--- Exercise data ---
- - - -

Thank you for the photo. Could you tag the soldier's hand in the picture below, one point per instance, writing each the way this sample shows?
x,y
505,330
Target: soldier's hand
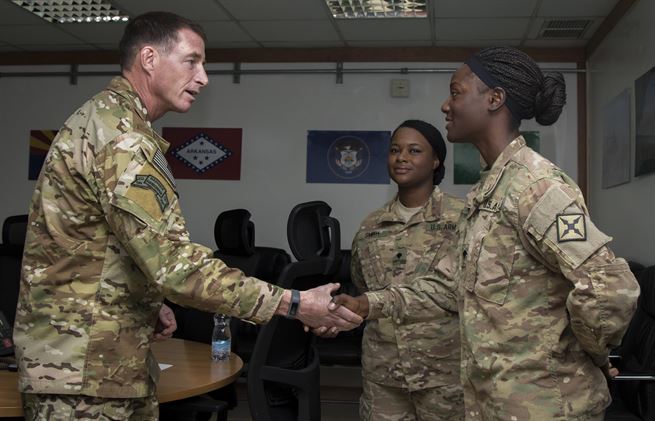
x,y
358,305
166,323
323,331
313,310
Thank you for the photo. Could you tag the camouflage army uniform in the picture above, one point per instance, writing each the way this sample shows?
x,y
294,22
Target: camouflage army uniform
x,y
541,298
421,359
106,242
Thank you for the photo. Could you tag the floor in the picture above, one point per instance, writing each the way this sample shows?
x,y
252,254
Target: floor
x,y
340,390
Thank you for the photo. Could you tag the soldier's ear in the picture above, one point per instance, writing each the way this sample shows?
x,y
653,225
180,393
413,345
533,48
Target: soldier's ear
x,y
148,58
497,98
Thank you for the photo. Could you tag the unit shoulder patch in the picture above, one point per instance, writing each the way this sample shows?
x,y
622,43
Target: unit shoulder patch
x,y
571,227
150,182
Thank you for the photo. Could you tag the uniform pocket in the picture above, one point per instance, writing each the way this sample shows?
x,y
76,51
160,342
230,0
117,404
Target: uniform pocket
x,y
491,257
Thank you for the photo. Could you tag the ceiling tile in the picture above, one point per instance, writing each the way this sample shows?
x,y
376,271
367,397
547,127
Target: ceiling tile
x,y
101,33
290,30
570,8
235,44
480,29
278,9
391,43
555,43
58,47
195,9
478,43
538,23
303,44
483,8
11,13
46,34
384,29
7,48
220,32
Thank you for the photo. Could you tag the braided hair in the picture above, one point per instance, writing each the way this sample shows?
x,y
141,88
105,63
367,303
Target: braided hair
x,y
531,92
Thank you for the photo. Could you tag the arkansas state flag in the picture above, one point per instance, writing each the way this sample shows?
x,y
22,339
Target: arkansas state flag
x,y
204,154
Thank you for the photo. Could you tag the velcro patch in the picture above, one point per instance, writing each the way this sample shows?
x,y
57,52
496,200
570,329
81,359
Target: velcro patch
x,y
149,182
571,227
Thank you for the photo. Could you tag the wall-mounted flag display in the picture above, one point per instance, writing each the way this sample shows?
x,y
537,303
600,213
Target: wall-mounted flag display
x,y
352,157
40,141
204,154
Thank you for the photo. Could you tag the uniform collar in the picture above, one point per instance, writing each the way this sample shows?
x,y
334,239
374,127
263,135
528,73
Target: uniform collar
x,y
489,178
430,212
121,86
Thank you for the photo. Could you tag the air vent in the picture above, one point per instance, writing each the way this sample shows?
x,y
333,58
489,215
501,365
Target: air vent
x,y
73,11
363,9
564,28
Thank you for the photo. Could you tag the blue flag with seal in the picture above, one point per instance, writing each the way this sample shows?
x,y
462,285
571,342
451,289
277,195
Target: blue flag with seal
x,y
351,157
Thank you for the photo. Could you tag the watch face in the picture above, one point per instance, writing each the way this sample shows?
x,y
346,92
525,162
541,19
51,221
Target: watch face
x,y
293,305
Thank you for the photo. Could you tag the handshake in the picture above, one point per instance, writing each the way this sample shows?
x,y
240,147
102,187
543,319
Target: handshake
x,y
326,315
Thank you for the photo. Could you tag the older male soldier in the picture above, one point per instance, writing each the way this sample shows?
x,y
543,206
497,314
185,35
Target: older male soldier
x,y
107,242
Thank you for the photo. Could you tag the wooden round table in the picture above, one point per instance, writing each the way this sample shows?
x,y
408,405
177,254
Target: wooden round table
x,y
193,373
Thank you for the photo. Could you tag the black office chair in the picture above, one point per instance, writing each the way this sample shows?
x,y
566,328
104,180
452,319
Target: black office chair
x,y
284,372
14,229
633,390
11,256
234,234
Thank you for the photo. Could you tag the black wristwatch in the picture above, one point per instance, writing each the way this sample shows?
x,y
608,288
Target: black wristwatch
x,y
294,304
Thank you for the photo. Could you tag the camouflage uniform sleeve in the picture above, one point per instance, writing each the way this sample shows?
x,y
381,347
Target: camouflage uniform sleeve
x,y
424,298
556,230
142,209
356,273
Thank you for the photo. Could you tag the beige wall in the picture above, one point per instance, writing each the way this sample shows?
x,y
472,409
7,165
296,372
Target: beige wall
x,y
627,212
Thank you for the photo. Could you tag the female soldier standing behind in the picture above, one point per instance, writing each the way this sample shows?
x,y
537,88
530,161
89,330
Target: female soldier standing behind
x,y
541,297
410,371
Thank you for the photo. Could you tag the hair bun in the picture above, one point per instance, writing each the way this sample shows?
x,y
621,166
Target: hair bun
x,y
550,99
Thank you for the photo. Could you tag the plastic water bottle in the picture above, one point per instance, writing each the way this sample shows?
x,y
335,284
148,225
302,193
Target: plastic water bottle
x,y
221,338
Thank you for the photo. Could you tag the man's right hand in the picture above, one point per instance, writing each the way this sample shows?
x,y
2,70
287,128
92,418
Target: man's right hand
x,y
313,310
358,305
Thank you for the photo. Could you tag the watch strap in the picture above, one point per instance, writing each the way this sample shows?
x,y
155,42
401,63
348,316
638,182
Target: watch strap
x,y
294,304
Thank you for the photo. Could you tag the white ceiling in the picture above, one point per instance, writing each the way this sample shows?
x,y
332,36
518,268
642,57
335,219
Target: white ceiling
x,y
308,23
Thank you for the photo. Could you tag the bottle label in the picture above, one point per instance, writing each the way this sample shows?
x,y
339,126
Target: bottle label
x,y
221,350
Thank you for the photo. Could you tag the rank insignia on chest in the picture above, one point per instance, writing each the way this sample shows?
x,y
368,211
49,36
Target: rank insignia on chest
x,y
571,227
149,182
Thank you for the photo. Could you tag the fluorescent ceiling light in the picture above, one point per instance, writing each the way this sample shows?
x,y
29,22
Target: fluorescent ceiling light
x,y
363,9
73,11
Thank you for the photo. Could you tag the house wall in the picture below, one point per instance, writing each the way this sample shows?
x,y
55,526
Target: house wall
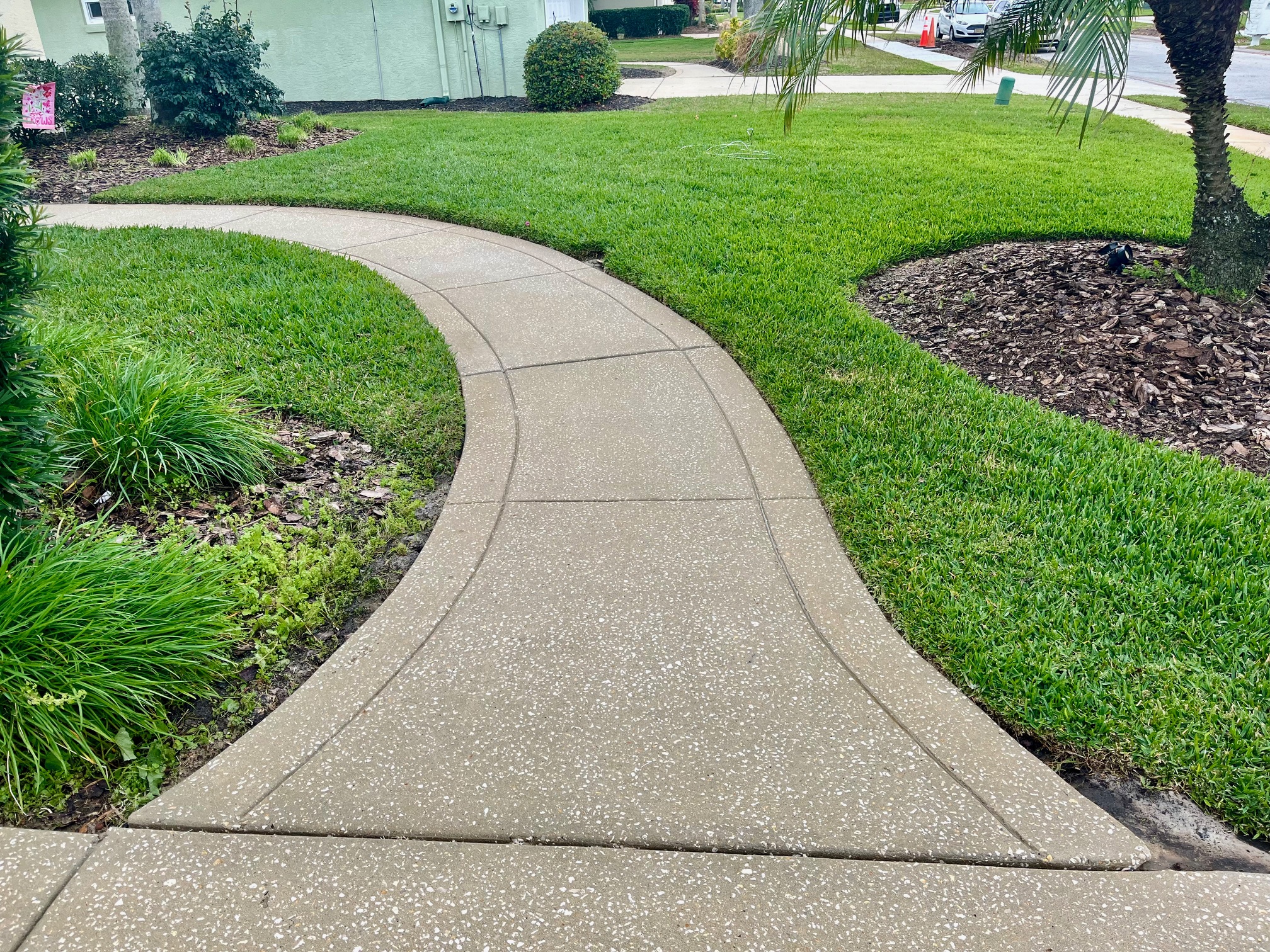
x,y
17,17
327,48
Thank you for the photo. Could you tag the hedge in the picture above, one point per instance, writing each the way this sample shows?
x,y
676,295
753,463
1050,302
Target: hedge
x,y
643,21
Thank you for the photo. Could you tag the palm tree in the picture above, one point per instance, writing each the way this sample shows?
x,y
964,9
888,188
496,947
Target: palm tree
x,y
1230,246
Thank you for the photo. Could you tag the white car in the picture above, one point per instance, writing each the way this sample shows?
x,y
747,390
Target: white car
x,y
962,20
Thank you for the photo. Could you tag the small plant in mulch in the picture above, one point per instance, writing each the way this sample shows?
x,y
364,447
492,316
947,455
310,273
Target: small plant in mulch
x,y
291,136
163,159
125,151
239,145
86,159
1140,352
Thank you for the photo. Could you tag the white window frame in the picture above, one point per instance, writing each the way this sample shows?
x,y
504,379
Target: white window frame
x,y
88,14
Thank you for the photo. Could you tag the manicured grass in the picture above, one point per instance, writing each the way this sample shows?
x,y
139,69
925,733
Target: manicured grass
x,y
859,61
297,329
149,336
96,637
1247,117
1109,594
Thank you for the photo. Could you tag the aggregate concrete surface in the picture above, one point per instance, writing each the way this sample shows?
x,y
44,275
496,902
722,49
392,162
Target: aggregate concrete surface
x,y
631,627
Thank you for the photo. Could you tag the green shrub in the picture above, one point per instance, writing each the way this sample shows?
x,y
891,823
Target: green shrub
x,y
291,136
96,637
142,426
675,18
307,120
568,65
207,79
642,22
239,145
610,22
92,92
86,159
26,457
726,47
163,159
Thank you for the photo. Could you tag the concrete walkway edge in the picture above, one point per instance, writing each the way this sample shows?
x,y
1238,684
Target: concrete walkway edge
x,y
631,626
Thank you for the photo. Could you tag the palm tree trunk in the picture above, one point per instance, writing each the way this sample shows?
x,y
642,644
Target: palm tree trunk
x,y
1230,242
121,40
149,16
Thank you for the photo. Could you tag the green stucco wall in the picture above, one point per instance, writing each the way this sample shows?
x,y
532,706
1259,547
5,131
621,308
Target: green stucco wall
x,y
64,31
326,48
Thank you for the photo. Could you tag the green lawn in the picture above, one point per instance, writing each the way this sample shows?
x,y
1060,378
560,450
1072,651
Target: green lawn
x,y
1109,594
1249,117
305,331
295,329
860,61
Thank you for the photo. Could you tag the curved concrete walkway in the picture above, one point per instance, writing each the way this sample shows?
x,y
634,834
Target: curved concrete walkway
x,y
632,626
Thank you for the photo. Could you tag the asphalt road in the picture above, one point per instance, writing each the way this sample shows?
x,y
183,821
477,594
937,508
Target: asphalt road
x,y
1246,82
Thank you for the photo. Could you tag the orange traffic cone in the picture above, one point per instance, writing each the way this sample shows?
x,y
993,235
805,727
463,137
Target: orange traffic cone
x,y
927,33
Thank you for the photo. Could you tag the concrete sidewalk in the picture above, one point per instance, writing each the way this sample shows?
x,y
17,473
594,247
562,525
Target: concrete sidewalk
x,y
700,81
632,627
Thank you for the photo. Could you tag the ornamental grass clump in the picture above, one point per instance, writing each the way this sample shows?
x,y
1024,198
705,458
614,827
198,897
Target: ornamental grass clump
x,y
86,159
146,426
97,637
163,159
239,145
307,120
571,65
291,136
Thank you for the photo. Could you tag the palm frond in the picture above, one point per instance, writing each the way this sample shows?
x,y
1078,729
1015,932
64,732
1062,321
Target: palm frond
x,y
804,35
1089,64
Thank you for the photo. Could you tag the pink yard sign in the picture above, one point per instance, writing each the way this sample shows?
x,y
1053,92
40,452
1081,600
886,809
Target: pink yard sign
x,y
37,107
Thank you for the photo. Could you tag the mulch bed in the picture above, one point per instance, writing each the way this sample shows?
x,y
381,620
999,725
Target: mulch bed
x,y
123,155
477,105
335,467
1141,354
643,72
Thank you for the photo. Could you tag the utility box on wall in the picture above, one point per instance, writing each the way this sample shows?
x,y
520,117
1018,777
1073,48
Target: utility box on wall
x,y
356,50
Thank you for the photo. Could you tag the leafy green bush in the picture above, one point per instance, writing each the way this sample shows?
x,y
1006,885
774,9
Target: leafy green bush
x,y
207,79
726,47
642,22
163,159
568,65
610,22
150,423
291,136
675,18
96,637
26,457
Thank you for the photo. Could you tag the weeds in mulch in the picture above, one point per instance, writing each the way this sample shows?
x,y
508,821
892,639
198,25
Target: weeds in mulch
x,y
1138,352
301,562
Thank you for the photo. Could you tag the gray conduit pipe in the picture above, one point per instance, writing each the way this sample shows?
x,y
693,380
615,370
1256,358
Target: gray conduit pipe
x,y
379,62
441,48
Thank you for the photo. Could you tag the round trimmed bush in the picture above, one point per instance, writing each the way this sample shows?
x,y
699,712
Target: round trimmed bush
x,y
569,65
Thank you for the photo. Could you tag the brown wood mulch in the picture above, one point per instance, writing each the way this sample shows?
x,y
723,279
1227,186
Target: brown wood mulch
x,y
335,468
123,155
1138,353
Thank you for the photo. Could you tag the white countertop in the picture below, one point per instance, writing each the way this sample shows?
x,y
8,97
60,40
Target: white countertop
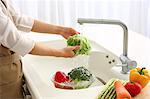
x,y
110,37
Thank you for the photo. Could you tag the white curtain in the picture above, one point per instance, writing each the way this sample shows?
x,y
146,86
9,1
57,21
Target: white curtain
x,y
134,13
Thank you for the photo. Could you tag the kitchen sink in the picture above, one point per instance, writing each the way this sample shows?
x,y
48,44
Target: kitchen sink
x,y
39,71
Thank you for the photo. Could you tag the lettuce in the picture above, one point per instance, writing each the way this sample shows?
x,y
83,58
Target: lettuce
x,y
82,41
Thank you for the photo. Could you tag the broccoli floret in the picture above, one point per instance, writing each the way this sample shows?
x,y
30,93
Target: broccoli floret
x,y
80,74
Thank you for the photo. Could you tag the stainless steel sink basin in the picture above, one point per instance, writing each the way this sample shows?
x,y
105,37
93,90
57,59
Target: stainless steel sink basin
x,y
39,70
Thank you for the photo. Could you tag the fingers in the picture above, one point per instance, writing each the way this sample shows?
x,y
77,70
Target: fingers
x,y
74,47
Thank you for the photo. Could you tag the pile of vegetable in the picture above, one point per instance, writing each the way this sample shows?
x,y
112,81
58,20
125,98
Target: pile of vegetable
x,y
77,78
109,91
119,89
82,42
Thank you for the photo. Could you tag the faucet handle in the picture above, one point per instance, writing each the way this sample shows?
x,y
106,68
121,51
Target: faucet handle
x,y
127,64
131,64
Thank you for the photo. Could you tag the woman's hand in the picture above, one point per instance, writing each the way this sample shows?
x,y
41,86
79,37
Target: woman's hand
x,y
68,51
68,32
40,49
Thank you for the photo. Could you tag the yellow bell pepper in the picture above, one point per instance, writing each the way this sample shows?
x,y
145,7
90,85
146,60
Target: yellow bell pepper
x,y
140,75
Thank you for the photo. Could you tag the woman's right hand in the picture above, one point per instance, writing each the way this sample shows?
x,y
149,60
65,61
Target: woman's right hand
x,y
68,51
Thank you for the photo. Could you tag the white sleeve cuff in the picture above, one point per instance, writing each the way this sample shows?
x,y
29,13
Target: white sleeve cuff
x,y
23,46
24,23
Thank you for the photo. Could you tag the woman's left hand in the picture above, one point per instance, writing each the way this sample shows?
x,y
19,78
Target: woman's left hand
x,y
67,31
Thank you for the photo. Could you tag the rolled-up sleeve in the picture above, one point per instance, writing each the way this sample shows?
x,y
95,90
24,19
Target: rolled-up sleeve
x,y
12,39
22,22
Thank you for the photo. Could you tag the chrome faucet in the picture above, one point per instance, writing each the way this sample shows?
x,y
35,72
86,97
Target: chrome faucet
x,y
127,64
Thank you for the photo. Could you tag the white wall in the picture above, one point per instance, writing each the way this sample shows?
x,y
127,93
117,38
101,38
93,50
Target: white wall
x,y
134,13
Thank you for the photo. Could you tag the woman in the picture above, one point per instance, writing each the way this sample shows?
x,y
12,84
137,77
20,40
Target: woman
x,y
13,44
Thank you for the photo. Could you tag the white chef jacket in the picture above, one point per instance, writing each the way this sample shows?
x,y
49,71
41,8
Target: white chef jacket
x,y
10,24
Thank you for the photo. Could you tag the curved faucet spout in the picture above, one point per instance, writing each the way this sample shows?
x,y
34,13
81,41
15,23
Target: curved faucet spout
x,y
127,64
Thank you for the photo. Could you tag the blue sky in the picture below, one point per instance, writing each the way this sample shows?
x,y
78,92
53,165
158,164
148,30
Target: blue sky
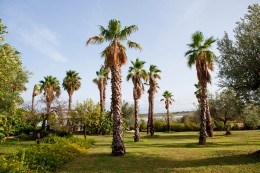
x,y
51,36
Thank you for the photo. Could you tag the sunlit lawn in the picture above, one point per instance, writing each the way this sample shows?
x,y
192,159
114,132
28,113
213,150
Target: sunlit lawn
x,y
173,152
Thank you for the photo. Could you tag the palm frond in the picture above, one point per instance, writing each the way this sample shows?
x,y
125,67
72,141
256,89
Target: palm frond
x,y
135,45
95,40
127,31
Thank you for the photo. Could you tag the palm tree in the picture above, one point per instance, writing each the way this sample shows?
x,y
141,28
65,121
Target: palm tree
x,y
101,81
138,75
51,88
36,91
71,83
168,101
200,55
153,74
115,57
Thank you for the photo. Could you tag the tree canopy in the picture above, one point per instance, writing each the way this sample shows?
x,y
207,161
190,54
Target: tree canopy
x,y
239,60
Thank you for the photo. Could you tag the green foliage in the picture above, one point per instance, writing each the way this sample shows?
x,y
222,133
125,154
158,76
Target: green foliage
x,y
239,61
225,106
105,126
88,114
251,117
46,157
142,125
160,125
13,78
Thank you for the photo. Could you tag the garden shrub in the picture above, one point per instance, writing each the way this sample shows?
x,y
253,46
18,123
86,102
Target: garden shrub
x,y
51,154
160,125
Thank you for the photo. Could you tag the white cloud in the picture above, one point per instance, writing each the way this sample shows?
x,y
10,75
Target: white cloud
x,y
35,34
42,40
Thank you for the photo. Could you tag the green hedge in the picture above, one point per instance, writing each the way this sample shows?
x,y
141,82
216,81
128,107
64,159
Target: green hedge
x,y
160,125
51,154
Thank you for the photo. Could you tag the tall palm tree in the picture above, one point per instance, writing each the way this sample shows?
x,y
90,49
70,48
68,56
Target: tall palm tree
x,y
209,127
200,55
168,101
115,57
71,83
51,88
101,81
153,74
36,91
138,75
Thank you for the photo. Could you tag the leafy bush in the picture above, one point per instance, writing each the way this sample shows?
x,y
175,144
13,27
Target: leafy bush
x,y
142,125
52,153
160,125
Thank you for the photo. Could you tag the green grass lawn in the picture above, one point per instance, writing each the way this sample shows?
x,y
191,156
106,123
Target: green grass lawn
x,y
173,152
13,144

- - - -

--- Your task ---
Could you copy out the listing above word for word, starting with the line containing "Thank you for the photo. Could you tag the green grass" and continuing through the last line of the listing?

--- Problem solution ---
Thank you for the photo. Could you tag the green grass lawn in the picture above, one point per instance, writing each the way this sample shows?
x,y
191,156
106,123
Target: green grass lawn
x,y
173,152
13,144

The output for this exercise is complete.